[Dataset excerpt]
+++++

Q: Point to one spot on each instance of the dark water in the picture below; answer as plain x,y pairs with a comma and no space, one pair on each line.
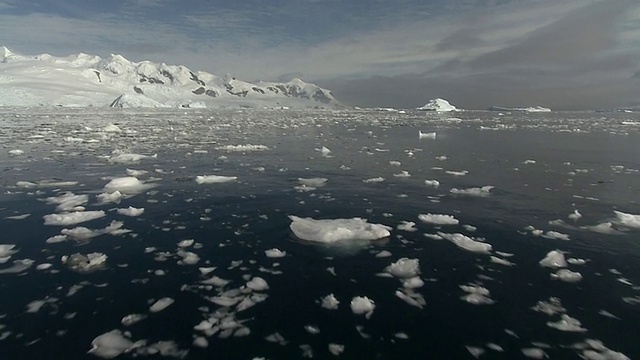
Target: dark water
577,161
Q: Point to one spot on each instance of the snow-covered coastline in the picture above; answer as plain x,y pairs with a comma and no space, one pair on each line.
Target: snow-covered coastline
83,80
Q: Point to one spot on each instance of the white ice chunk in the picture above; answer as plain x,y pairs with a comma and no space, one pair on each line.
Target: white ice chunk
628,220
432,183
567,323
68,201
330,302
127,185
72,218
258,284
214,179
475,191
362,305
467,243
554,259
567,275
438,219
313,182
476,294
161,304
131,211
534,353
275,253
404,268
110,345
429,135
331,231
336,349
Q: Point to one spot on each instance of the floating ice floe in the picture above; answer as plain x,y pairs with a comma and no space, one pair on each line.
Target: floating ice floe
429,135
18,266
554,259
555,235
275,253
476,295
567,323
6,250
119,157
475,191
131,211
362,305
243,148
214,179
432,183
72,218
551,307
627,220
567,275
329,302
69,201
85,263
407,226
336,230
312,182
110,345
404,268
373,180
438,219
464,242
128,185
161,304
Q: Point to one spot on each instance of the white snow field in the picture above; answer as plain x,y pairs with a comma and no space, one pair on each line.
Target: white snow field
245,233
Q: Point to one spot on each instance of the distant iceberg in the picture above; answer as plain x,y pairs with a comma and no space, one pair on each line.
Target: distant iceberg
439,105
525,109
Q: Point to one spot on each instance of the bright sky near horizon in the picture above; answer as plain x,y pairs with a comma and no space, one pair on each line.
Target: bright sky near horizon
563,54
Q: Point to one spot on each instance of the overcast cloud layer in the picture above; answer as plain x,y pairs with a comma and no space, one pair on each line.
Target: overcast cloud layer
563,54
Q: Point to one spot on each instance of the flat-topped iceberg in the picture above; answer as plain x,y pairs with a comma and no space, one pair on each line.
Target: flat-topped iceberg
439,105
332,231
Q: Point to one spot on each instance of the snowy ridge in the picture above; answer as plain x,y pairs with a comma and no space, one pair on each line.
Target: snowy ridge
84,80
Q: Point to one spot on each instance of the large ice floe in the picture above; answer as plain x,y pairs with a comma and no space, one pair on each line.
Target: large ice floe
337,230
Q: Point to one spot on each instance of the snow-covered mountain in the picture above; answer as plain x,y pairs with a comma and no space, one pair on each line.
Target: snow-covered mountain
439,105
89,80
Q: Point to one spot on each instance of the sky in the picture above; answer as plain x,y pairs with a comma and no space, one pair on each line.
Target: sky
562,54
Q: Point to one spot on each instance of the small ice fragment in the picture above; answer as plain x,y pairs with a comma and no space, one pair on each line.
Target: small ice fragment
575,215
438,219
275,253
72,218
131,211
567,323
362,305
257,284
554,259
404,268
200,342
131,319
110,345
432,183
383,254
161,304
475,191
534,353
475,351
330,302
567,275
330,231
336,349
429,135
214,179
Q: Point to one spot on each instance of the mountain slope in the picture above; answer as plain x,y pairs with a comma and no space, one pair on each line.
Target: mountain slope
89,80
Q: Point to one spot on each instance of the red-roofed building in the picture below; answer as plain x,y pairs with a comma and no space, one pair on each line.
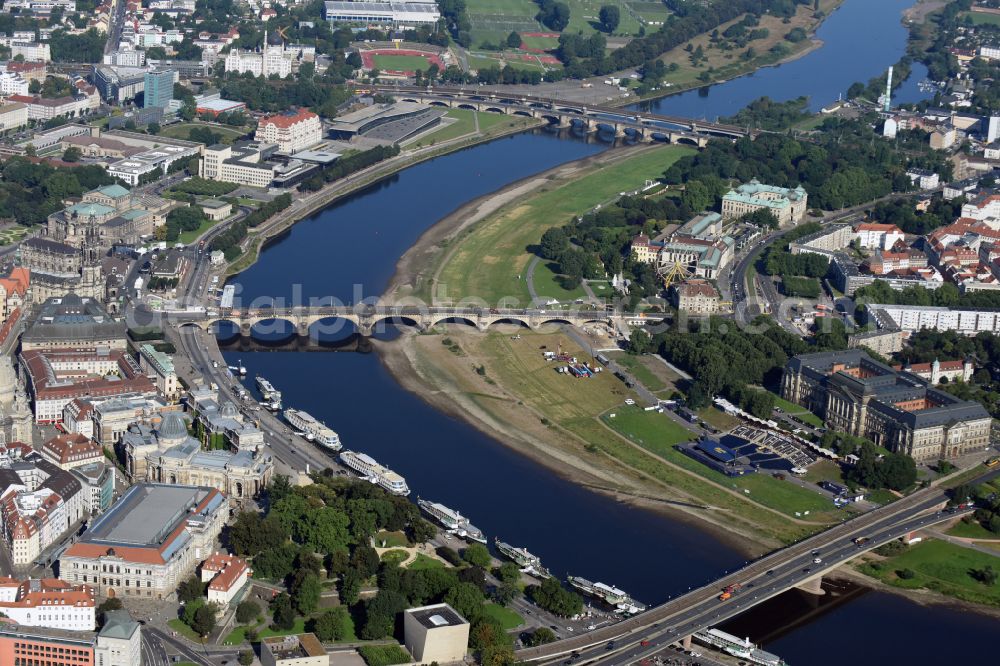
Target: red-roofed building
13,291
983,206
293,131
57,377
148,541
876,236
72,450
226,575
78,417
938,370
34,70
48,602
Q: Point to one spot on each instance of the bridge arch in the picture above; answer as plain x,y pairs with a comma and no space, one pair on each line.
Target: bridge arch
458,319
272,329
331,328
378,325
555,320
510,321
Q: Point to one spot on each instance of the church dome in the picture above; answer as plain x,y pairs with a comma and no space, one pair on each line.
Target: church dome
172,427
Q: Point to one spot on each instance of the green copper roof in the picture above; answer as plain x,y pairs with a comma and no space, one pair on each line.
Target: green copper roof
114,191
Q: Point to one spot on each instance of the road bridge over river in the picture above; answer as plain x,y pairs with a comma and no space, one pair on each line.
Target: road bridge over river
678,619
368,319
642,125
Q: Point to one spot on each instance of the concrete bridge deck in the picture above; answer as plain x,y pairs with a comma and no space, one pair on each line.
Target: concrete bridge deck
366,320
794,566
645,124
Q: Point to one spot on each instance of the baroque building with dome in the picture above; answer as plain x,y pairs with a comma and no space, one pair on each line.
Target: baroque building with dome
15,410
168,454
67,256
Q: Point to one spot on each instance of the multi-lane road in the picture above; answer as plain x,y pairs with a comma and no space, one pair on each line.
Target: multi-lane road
766,577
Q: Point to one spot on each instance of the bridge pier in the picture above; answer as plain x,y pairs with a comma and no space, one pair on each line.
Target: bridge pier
813,586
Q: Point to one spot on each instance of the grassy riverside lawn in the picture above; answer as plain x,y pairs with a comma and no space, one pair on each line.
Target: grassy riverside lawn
187,632
493,20
940,566
489,260
399,63
524,399
424,562
984,18
188,237
332,192
728,65
183,131
658,433
464,123
971,530
507,618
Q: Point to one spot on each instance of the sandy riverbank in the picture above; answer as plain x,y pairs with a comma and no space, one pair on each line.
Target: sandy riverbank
522,431
416,269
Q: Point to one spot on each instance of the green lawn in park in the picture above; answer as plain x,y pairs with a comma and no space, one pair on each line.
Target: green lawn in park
658,433
508,619
183,131
490,260
399,63
940,566
983,18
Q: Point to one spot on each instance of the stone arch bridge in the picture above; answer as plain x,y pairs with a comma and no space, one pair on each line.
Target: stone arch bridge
366,320
643,125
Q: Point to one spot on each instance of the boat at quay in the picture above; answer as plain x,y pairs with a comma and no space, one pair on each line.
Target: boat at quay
530,564
451,520
378,474
313,429
621,601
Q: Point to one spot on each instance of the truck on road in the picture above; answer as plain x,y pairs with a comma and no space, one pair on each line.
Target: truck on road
729,591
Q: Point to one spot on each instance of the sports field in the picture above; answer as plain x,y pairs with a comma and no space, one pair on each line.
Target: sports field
539,41
399,60
400,63
493,20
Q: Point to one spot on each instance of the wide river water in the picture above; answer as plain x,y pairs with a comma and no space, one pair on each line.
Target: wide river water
349,251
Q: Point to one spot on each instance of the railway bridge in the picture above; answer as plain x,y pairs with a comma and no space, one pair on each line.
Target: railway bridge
642,125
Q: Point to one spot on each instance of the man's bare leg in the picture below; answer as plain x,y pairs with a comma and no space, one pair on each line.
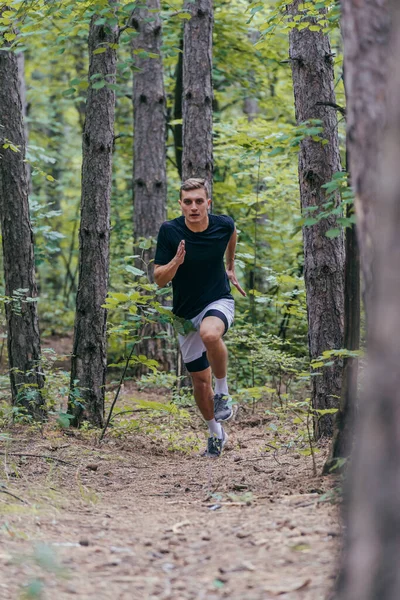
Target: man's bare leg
203,393
204,397
211,332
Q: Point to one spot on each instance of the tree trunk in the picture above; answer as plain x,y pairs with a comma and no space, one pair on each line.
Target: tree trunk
313,81
365,37
89,361
344,419
149,173
371,558
149,103
23,340
178,110
197,159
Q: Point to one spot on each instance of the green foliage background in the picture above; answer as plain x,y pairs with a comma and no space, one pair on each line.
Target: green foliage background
255,181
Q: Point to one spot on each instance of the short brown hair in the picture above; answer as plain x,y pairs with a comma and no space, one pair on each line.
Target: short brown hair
195,183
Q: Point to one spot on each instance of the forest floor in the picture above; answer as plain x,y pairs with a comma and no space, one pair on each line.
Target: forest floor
134,519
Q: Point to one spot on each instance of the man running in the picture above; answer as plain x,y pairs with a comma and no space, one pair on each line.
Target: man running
190,253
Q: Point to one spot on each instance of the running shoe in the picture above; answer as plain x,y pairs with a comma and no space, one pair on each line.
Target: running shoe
215,445
222,407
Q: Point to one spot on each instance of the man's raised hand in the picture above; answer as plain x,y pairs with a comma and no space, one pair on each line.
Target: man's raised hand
180,253
233,279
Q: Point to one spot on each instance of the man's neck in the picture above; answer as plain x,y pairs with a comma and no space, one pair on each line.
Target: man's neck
197,227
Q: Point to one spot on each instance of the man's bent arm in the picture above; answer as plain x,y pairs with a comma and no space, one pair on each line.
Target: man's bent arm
230,252
163,274
230,262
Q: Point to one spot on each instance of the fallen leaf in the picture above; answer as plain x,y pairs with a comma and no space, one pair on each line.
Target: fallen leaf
175,528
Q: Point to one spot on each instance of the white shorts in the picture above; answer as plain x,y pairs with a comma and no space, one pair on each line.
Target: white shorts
193,350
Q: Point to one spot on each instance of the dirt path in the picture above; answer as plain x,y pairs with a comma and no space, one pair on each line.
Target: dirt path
133,521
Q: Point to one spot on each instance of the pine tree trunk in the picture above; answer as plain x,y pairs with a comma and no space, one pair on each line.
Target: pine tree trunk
365,36
178,143
89,361
197,160
344,418
313,81
23,340
149,104
370,563
150,173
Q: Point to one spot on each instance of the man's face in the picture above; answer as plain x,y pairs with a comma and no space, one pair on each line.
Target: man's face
195,205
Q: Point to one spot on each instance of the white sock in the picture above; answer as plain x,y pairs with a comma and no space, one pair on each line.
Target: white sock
221,386
215,428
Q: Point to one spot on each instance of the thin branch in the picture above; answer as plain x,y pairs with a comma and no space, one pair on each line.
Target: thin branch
40,456
13,496
337,107
119,387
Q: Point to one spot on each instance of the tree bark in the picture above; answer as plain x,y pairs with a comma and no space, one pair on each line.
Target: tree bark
344,419
197,159
23,340
370,561
150,172
313,82
178,143
149,104
89,361
365,30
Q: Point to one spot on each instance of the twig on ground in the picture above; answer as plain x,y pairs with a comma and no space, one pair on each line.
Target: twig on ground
40,456
119,386
2,491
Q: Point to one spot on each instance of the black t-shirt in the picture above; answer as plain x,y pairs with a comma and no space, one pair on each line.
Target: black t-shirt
201,278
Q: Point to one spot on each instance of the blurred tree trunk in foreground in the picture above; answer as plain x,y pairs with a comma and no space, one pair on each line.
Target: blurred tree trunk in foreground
370,565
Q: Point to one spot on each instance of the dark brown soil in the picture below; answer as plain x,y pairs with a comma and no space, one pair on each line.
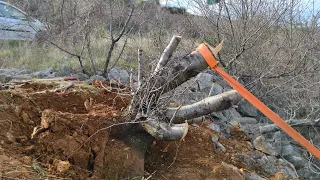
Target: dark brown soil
74,126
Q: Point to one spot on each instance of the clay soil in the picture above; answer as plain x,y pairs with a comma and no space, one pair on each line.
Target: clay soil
76,126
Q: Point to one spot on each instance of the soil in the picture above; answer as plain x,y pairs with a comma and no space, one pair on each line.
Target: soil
76,127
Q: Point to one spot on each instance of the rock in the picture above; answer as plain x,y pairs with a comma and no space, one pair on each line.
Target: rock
246,109
270,165
252,176
286,151
118,75
47,73
307,174
24,72
9,72
231,114
215,139
215,89
221,147
246,120
97,77
5,78
66,71
214,127
298,162
63,166
82,77
227,171
262,145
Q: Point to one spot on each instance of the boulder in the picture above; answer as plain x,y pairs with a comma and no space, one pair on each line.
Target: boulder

+++++

Reproduce verbatim the part of the items that opens with the line containing "Q: Point to one spot on each instance of the blurred" and runs through the end of the items, both ends included. Omit the pictures from your answer.

Q: Point to one spot on each instance of the blurred tree trunk in foreground in the picture above; answer as plain x,y pairs with a comma and no space, one pair on each line.
Target: blurred tree trunk in foreground
370,565
Q: Point to one spot on each instance of the dark brown soil in the picture below; answer as plain x,y pairs with a comma and no space, one pair on each line.
Target: dark brown soil
74,126
Q: Point to one spot on each instance of the clay soil in the picture above; answer as plain x,y pairs with a comma and no space, one pair on each line.
Target: clay soil
76,126
Q: Point to one spot on each instance of the soil in the picture above; answer as plain x,y pairs with a comma and no space, one pair on each line.
Target: soil
76,127
Q: Point to one spot on each instance of the rock in the picture above; answer as plain x,y pairs with a comma and no space, one pair on each line.
Target: rock
246,109
270,165
252,176
286,151
118,75
47,73
307,174
24,72
9,72
231,114
215,139
215,89
221,147
246,120
97,77
5,78
66,71
214,127
298,162
63,166
82,77
227,171
262,145
Q: Point to one spot on each instance of the boulder in the picture above; answer as plain x,y pairs with a comma and no space, one pair on each line.
Target: boulder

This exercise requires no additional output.